(Task data):
<<<<
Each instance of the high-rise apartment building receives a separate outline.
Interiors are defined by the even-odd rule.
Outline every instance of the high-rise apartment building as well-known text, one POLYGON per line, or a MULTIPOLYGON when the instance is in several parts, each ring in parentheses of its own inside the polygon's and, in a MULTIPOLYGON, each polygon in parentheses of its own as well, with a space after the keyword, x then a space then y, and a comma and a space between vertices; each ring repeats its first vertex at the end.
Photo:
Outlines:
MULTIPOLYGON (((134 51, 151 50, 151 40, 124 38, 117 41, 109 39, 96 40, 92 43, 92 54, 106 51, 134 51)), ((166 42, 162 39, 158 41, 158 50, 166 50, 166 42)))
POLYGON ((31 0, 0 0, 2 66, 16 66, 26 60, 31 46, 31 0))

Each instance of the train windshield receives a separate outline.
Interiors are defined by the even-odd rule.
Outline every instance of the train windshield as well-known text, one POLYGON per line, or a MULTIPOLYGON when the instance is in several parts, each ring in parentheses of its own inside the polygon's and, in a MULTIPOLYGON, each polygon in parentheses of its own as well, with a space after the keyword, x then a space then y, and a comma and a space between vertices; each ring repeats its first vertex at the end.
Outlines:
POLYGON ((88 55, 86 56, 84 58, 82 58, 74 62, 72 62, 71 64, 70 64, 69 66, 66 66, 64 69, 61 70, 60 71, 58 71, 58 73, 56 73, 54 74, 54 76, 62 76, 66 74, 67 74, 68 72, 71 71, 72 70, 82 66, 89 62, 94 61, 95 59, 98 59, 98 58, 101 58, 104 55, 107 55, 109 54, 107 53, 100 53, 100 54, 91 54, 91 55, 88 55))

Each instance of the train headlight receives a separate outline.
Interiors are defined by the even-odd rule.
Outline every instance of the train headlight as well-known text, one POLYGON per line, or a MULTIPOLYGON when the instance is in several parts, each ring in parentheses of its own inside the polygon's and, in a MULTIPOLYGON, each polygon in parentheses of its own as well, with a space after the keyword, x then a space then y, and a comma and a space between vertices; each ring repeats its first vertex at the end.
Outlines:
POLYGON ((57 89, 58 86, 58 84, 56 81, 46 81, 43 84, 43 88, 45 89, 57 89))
>>>>
(Your objective): Give back, character for character, the material from its very first line through the line containing "POLYGON ((31 0, 0", including that line.

(Response for this exercise):
Each instance of the high-rise apartment building receives a separate outline.
Interiors are defined by the even-odd rule.
Outline every instance of the high-rise apartment building as well-known text, one POLYGON per line, or a MULTIPOLYGON when the instance is in several parts, each ring in parentheses of its own inside the polygon's and, in a MULTIPOLYGON, each polygon in parentheses of its own as well, with a space after the keyword, x then a space then y, and a comma and a space between vertices; each ring repeats its first vertex at the end.
Photo:
Outlines:
MULTIPOLYGON (((134 51, 151 50, 151 40, 124 38, 117 41, 109 39, 96 40, 92 43, 92 54, 106 51, 134 51)), ((166 42, 162 39, 158 41, 158 50, 166 50, 166 42)))
POLYGON ((31 0, 0 0, 2 66, 16 66, 26 60, 31 46, 31 0))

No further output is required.